▶ GOAL
Your task is to output the listing word for word, with pictures excluded.

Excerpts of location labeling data
::::

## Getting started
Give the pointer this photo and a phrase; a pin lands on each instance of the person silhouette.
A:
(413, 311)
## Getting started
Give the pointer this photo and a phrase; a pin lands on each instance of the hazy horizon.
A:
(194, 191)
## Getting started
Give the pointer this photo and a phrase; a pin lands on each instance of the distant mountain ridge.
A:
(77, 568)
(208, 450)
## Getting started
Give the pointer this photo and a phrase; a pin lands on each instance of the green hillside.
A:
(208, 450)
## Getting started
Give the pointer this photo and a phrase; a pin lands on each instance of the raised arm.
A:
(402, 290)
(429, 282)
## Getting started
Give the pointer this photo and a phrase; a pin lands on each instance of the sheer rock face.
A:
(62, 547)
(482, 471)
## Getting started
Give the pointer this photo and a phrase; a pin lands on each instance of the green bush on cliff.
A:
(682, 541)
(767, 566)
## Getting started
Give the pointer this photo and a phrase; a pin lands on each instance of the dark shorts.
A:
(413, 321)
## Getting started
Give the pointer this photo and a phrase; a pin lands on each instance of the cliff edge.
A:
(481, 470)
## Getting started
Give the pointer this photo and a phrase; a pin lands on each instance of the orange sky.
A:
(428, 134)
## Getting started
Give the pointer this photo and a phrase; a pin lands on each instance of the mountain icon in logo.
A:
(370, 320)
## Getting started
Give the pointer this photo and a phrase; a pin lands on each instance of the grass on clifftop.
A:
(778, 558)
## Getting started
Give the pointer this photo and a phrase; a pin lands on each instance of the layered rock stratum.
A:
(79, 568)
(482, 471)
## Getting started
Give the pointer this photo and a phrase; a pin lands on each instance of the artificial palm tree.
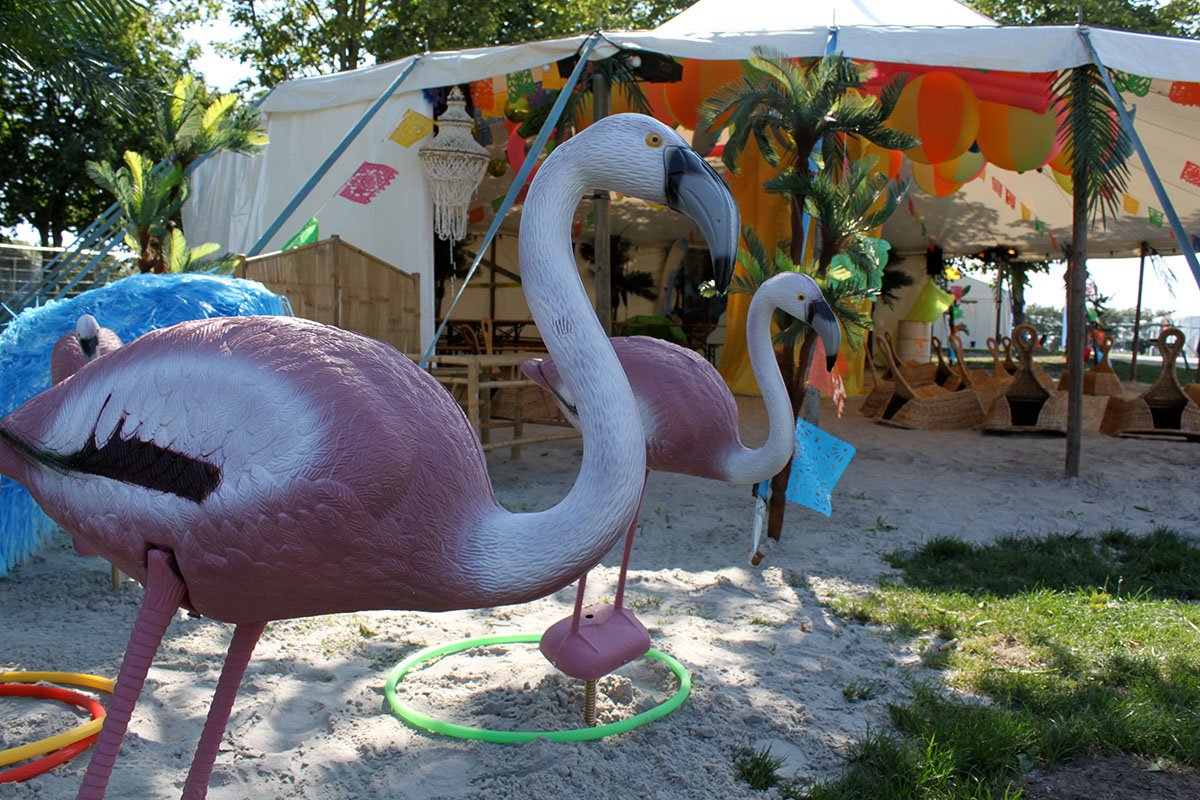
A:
(66, 46)
(796, 110)
(148, 199)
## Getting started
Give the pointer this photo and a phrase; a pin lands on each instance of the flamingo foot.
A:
(165, 591)
(606, 638)
(245, 637)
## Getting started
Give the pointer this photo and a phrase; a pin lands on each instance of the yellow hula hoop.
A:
(60, 740)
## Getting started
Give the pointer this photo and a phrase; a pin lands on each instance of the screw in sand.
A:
(589, 703)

::::

▶ WRITTEN SOLUTION
## Getting started
Give the pointer this photo and a phrase; a pin lands on each instance of the person silhouette.
A:
(413, 311)
## Getting started
Give the pointer this photo and a phrase; a pin lands on each instance of the hazy horizon.
A:
(194, 191)
## Getting started
Give the pointer this photo and a phrase; a pin lands on each instance of the distant mountain ridge.
A:
(77, 568)
(208, 450)
## Getting started
Give the pointer this photo and a phrase; a pin lands on each instance of the green hillside.
A:
(208, 450)
## Getting started
Give the pointer this photo and a phrase; a pin lands on each instance of the raised arm.
A:
(402, 290)
(429, 282)
## Getting started
Give the pointer this photo and a phrase; a pin lands on each instance of the sheer rock face.
A:
(62, 547)
(482, 471)
## Getting started
Give the pointer this photo and a phrase; a pin lands on each instance of the green bush on cliff.
A:
(682, 541)
(767, 566)
## Getting started
Give the pointer this photo and a phrase; a pin lands on each instance of the dark shorts.
A:
(413, 321)
## Getting started
Give the pointer this photo and a phrase; a pin lands on each instance of the cliff edge.
A:
(481, 470)
## Getting started
Give the pointer this photo and a phrase; a pin lands on each instance of the orange sky.
A:
(428, 134)
## Getting started
Give the pointer this photo and a phrase; a pin lands on each instance of the mountain icon in logo.
A:
(370, 320)
## Getting started
Give the pointer this photo and a phrase; a pin lands on each instance of the grass on clifftop.
A:
(778, 558)
## Getting started
Give the pointer this photo and a phrase; a pin lands on each instance of the layered rock stratum.
A:
(79, 568)
(482, 471)
## Getting started
Give the pointer this photo and a phrase; a pin lands on each instance of the artificial palm tree.
A:
(66, 46)
(796, 110)
(148, 199)
## Getting started
Give the pointer this photo and a phrase; a pin lands on each instance of the flamingo foot.
A:
(165, 591)
(606, 638)
(245, 637)
## Getting started
Give the pointer this photo and a phrase; a pin lands on each instance of the yellow hula hoop.
A:
(60, 740)
## Getting started
Give the pointer this photo and a phrase; a pin lands on each instance of the screw in sand.
A:
(589, 703)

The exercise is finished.